------ Source data
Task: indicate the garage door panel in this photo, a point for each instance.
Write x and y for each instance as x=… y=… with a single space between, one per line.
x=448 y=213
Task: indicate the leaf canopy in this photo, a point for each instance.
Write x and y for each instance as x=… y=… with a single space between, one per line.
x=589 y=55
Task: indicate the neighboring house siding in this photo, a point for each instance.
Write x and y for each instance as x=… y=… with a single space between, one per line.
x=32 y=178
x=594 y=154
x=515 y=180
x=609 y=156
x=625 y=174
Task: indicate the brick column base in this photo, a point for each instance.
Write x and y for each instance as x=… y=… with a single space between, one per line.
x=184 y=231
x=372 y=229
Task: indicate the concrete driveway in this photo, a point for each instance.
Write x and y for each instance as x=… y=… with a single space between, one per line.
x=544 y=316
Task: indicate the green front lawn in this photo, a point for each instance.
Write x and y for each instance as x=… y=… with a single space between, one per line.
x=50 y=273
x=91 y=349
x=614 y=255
------------
Your task is to transcribe the line containing "Task: indicate the green" and every line after it, through the last line of the data, exactly as written and with nothing more.

*Answer area:*
Task: indicate the green front lawn in this photo, a point for each instance.
Write x and y for each instance as x=… y=… with a single space between, one per line.
x=50 y=273
x=91 y=349
x=614 y=255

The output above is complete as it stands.